### Work to be completed
Tell how many lines in these records contain the string "backpack", with only the number as the reply.

━━ Task input

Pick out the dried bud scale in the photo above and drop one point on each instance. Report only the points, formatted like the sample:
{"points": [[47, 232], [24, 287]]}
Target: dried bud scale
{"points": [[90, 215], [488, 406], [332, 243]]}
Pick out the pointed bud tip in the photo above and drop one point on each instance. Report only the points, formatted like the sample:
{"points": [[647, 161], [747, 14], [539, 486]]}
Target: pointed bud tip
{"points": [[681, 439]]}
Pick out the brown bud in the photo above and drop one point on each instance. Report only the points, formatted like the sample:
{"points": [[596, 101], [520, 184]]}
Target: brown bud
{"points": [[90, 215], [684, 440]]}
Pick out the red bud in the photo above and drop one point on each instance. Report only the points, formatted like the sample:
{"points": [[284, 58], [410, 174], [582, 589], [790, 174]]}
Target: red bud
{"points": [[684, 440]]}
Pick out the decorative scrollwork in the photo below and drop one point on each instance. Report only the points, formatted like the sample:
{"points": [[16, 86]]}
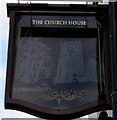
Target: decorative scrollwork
{"points": [[65, 94]]}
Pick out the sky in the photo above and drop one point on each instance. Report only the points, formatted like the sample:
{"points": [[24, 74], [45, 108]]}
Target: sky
{"points": [[4, 36]]}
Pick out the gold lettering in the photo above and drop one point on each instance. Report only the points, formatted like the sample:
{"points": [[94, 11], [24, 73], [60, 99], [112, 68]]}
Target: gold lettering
{"points": [[40, 22]]}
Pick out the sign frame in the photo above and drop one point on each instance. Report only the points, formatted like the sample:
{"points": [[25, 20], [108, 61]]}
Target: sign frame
{"points": [[10, 103]]}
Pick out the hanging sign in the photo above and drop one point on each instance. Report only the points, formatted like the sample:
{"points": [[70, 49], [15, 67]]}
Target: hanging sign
{"points": [[55, 64]]}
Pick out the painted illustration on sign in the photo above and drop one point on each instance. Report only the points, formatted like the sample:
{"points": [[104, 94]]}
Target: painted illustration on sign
{"points": [[56, 72]]}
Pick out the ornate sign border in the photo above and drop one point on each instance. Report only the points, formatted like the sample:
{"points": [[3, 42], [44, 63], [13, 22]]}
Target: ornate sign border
{"points": [[13, 10]]}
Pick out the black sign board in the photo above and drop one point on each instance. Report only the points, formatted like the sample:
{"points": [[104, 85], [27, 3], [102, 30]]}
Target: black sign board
{"points": [[58, 63]]}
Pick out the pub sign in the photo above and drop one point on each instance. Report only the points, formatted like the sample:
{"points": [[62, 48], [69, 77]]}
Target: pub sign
{"points": [[58, 60]]}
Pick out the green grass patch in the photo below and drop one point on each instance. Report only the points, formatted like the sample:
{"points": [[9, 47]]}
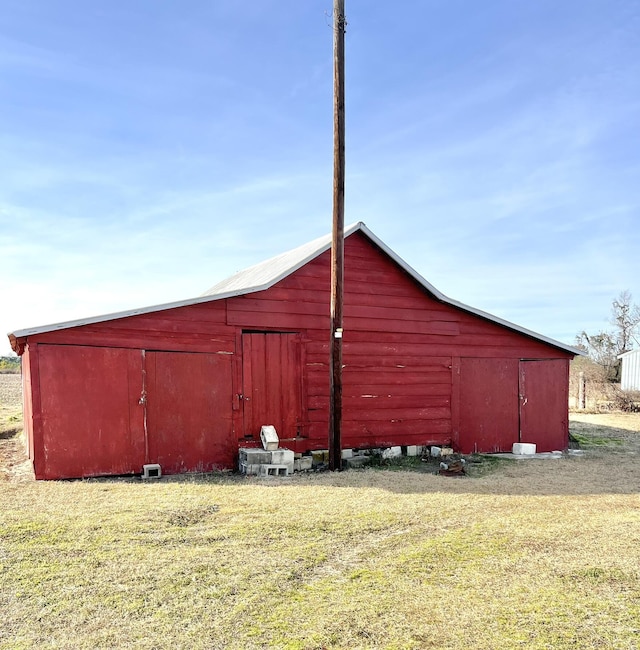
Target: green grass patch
{"points": [[590, 441], [374, 559]]}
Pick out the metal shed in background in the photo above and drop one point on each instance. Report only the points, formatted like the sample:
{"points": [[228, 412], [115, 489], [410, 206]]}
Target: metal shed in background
{"points": [[630, 377], [185, 384]]}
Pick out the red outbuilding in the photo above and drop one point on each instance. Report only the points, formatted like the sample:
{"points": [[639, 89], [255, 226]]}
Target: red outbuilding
{"points": [[185, 384]]}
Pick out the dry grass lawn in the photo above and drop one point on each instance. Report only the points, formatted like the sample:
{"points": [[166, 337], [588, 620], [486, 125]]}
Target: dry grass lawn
{"points": [[533, 554]]}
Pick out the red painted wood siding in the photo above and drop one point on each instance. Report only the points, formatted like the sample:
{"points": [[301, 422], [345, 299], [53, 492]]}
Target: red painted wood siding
{"points": [[402, 348], [489, 418]]}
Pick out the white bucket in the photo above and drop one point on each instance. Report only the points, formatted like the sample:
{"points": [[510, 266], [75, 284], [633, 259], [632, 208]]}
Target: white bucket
{"points": [[523, 449]]}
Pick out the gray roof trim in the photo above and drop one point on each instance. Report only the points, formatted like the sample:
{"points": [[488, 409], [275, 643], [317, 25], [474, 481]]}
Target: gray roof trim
{"points": [[264, 275]]}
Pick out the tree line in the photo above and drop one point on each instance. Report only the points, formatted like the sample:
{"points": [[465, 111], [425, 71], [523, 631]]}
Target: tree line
{"points": [[604, 347]]}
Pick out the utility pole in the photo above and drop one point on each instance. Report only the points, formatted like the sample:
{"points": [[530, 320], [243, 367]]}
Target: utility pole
{"points": [[337, 242]]}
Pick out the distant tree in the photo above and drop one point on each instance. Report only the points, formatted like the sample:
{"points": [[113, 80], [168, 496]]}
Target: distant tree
{"points": [[625, 318], [9, 365], [605, 346]]}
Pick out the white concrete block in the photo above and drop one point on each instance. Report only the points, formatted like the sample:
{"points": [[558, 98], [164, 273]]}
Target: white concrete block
{"points": [[523, 448], [254, 455], [152, 470], [282, 456], [392, 452], [276, 470], [250, 469], [303, 463]]}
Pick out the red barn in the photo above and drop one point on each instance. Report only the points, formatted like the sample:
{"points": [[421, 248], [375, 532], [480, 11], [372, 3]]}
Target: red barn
{"points": [[186, 384]]}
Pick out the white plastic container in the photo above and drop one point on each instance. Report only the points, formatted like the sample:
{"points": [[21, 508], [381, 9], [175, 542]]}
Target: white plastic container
{"points": [[523, 449], [269, 437]]}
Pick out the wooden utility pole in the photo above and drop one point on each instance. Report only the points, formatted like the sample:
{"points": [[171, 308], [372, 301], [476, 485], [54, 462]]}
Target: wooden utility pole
{"points": [[337, 241]]}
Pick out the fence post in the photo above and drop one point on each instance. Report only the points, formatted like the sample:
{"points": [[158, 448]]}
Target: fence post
{"points": [[582, 385]]}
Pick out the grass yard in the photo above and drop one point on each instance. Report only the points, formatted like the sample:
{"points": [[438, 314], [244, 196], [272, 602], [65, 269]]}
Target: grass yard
{"points": [[533, 554]]}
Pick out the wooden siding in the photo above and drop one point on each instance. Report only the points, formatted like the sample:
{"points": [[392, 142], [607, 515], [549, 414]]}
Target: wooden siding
{"points": [[402, 352]]}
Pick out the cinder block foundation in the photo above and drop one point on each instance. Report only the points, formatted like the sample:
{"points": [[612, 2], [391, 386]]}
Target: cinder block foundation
{"points": [[276, 470]]}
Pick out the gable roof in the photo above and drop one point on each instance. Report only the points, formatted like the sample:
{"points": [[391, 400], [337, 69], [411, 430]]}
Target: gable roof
{"points": [[264, 275]]}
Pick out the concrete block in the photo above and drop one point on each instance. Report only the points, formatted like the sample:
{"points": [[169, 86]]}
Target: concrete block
{"points": [[276, 470], [269, 437], [254, 455], [320, 456], [392, 452], [152, 470], [282, 456], [250, 469], [303, 463], [523, 448], [357, 461]]}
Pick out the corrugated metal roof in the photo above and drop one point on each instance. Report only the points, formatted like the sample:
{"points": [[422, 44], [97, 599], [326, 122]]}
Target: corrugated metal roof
{"points": [[630, 376], [265, 274]]}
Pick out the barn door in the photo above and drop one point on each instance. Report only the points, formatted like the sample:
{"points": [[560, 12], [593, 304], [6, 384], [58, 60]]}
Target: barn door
{"points": [[271, 383], [544, 403], [188, 411], [488, 404], [91, 423]]}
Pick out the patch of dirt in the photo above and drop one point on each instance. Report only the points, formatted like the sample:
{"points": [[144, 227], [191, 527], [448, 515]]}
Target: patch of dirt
{"points": [[14, 463]]}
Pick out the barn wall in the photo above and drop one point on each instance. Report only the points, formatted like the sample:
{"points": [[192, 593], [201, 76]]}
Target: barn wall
{"points": [[402, 350], [27, 401]]}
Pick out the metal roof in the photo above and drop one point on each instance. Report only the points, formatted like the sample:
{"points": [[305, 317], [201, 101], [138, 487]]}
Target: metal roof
{"points": [[265, 274]]}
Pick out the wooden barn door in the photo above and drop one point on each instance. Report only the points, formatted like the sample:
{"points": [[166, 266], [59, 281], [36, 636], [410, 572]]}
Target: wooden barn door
{"points": [[188, 411], [544, 403], [271, 383], [488, 404]]}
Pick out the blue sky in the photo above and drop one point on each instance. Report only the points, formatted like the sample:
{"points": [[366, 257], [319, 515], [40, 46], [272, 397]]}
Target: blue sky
{"points": [[149, 149]]}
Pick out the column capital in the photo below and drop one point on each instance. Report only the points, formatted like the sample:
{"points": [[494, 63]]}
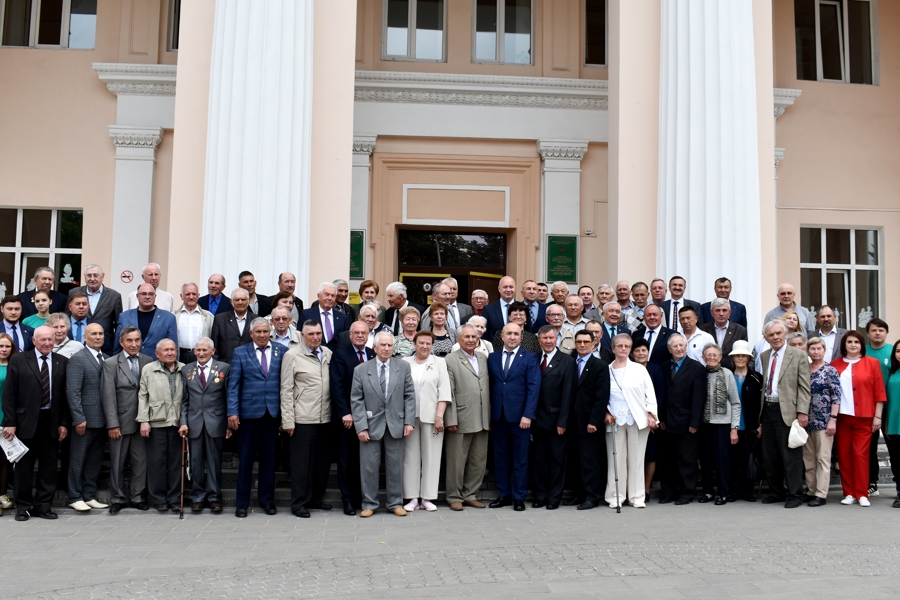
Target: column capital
{"points": [[141, 138], [562, 149], [363, 144]]}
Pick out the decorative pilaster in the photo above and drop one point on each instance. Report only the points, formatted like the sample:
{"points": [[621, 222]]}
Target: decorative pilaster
{"points": [[256, 205], [132, 199], [560, 191], [709, 194]]}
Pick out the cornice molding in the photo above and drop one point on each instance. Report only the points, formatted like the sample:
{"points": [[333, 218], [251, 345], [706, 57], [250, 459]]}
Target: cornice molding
{"points": [[562, 149], [784, 97], [143, 138], [137, 79], [480, 90]]}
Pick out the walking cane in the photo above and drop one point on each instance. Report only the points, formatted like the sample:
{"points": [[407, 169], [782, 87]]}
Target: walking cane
{"points": [[616, 469]]}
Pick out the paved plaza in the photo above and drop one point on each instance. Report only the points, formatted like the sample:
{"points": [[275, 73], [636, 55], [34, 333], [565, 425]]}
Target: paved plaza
{"points": [[739, 550]]}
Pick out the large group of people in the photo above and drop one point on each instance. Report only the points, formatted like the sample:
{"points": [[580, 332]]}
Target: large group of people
{"points": [[598, 392]]}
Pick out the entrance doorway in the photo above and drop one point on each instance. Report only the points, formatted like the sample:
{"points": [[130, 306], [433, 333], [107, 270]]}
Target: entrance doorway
{"points": [[477, 260]]}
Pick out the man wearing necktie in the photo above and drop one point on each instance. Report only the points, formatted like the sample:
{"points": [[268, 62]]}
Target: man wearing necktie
{"points": [[36, 411], [515, 387], [204, 423], [89, 439], [119, 396]]}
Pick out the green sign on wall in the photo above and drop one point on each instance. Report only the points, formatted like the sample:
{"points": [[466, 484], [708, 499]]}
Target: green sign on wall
{"points": [[562, 258], [357, 253]]}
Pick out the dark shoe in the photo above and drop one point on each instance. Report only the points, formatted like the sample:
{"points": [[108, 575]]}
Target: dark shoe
{"points": [[501, 502]]}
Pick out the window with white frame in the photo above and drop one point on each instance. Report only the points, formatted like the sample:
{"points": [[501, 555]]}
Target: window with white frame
{"points": [[414, 30], [595, 33], [841, 268], [48, 23], [37, 237], [837, 40], [502, 31]]}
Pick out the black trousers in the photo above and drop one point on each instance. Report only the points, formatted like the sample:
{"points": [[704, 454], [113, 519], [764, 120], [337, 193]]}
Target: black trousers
{"points": [[549, 466], [680, 477], [310, 463], [43, 449], [782, 464]]}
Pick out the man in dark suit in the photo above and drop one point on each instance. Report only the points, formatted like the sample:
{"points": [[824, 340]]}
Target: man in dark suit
{"points": [[591, 400], [396, 295], [725, 331], [680, 417], [333, 321], [343, 362], [120, 383], [44, 278], [515, 388], [496, 312], [215, 301], [155, 324], [671, 307], [204, 422], [11, 307], [89, 439], [232, 329], [558, 375], [254, 403], [723, 290], [656, 334], [35, 409], [104, 304]]}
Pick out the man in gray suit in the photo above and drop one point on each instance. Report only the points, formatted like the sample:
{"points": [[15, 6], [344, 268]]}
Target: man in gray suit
{"points": [[119, 384], [468, 421], [383, 405], [204, 422], [88, 421]]}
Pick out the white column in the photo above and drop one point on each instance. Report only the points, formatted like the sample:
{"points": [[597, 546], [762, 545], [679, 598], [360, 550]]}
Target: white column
{"points": [[363, 146], [560, 193], [709, 207], [132, 201], [256, 202]]}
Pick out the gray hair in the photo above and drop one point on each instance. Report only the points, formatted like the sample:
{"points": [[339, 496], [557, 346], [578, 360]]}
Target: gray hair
{"points": [[720, 302]]}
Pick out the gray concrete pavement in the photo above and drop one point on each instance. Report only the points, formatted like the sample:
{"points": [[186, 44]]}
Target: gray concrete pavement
{"points": [[740, 550]]}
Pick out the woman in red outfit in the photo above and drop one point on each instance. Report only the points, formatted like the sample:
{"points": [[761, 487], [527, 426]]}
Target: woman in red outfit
{"points": [[862, 400]]}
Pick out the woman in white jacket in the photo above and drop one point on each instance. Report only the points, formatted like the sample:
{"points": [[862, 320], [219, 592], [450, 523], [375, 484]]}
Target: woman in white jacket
{"points": [[422, 449], [632, 413]]}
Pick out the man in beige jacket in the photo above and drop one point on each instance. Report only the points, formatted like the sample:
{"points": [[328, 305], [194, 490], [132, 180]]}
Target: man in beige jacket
{"points": [[306, 418], [467, 420]]}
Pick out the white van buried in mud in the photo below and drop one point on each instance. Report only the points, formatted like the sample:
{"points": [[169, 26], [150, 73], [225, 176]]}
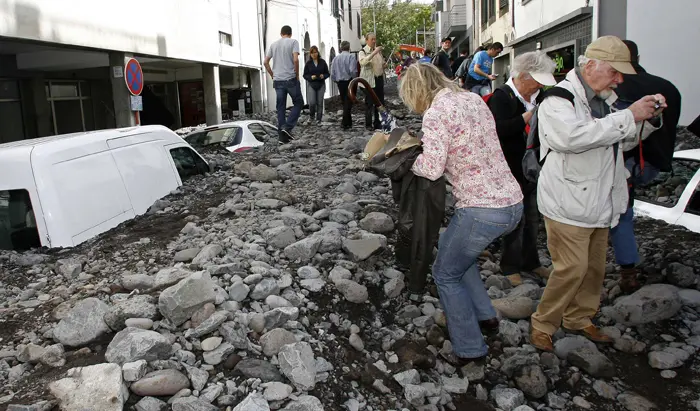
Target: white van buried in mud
{"points": [[60, 191]]}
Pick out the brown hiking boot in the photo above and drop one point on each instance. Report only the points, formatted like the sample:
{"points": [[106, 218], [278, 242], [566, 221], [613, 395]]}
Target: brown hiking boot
{"points": [[541, 341], [628, 280], [593, 333]]}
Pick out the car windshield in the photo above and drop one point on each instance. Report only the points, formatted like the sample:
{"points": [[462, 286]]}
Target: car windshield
{"points": [[18, 229], [207, 138]]}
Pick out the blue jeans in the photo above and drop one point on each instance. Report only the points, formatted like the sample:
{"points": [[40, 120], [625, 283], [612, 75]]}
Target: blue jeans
{"points": [[622, 235], [462, 293], [293, 89]]}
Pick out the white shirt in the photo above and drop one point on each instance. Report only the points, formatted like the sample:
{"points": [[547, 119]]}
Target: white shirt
{"points": [[529, 105]]}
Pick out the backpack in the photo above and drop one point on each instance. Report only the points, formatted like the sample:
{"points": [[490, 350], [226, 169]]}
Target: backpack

━━━━

### Answer for the task
2